■ Consignes:
a - Résumez l'extrait en deux phrases.
b - Répondez aux questions suivantes à l'aide de l'extrait.
(i) En quelle année l'éditeur Hetzel a-t-il fondé le Magasin d'Éducation et de Récréation ?
(ii) Dans quel journal Christophe a-t-il publié la Famille Fenouillard ?
(iii) À quel prix l'image d'Épinal était-elle vendue ?
c - Indiquez, s'il vous plaît, si chaque affirmation concorde avec l'extrait : répondez par oui ou par non et citez les mots décisifs de l'extrait.
(i) Hetzel écrivait pour l'enfance sous un pseudonyme.
(ii) Mon Journal a paru au début du siècle.
(iii) Les magazines de cette époque s'adressaient surtout aux écoliers.

■ Extrait fourni:
□ □ □

L’image populaire, généralement appelée image d’Épinal, a tenu lieu de presse enfantine populaire durant tout le XIXe siècle. Certes, à cette époque, ont été publiés de nombreux magazines qui s’adressaient soit à la famille, soit à l’enfance seule, les premières de ces publications connaissant un très grand développement à partir du Second Empire.

Citons parmi les journaux de cette époque la Semaine des Enfants, le Journal des Familles (auxquels collaborèrent des illustrateurs de la valeur de Gustave Doré) et à une époque postérieure le célèbre Magasin d’Éducation et de Récréation fondé en 1862 par l’éditeur Hetzel (écrivain pour l’enfance sous le pseudonyme de P.-J. Stahl) et qui révéla au monde le curieux génie de Jules Verne. Après la guerre de 1870, on vit paraître le Petit Français illustré où Christophe publia la Famille Fenouillard, le Sapeur Camembert, le Savant Cosinus, le Journal des Voyages avec les romanciers Boussenard et Jacquolliot ; tout à la fin du siècle parut Mon Journal.

Images d'Épinal : légende de saint Eloi

Images d’Épinal : légende de saint Eloi

Mais toutes ces publications relativement coûteuses s’adressaient beaucoup moins à la totalité des enfants qu’aux seuls lycéens. Les écoliers se contentaient de l’image d’Épinal vendue un sou.

□ □ □

■ Données fournies:
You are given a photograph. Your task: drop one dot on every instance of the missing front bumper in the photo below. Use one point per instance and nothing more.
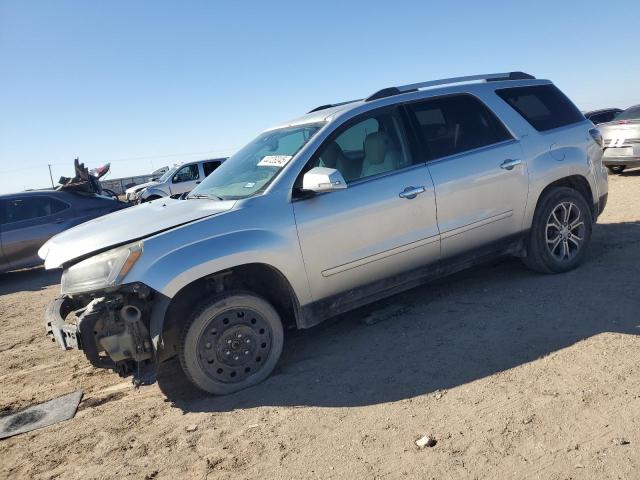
(107, 339)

□ □ □

■ Corrigés:
a - Au XIXe siècle, l'image d'Épinal a tenu lieu de presse enfantine populaire, même si de nombreux magazines destinés à la famille ou à l'enfance paraissaient alors, comme le Magasin d'Éducation et de Récréation fondé en 1862 par Hetzel. Ces publications relativement coûteuses s'adressaient surtout aux lycéens, tandis que les écoliers se contentaient de l'image d'Épinal vendue un sou.

b -
(i) En 1862.
(ii) Dans le Petit Français illustré.
(iii) Un sou.

c -
(i) Oui : « écrivain pour l’enfance sous le pseudonyme de P.-J. Stahl ».
(ii) Non : « tout à la fin du siècle parut Mon Journal ».
(iii) Non : « s’adressaient beaucoup moins à la totalité des enfants qu’aux seuls lycéens ».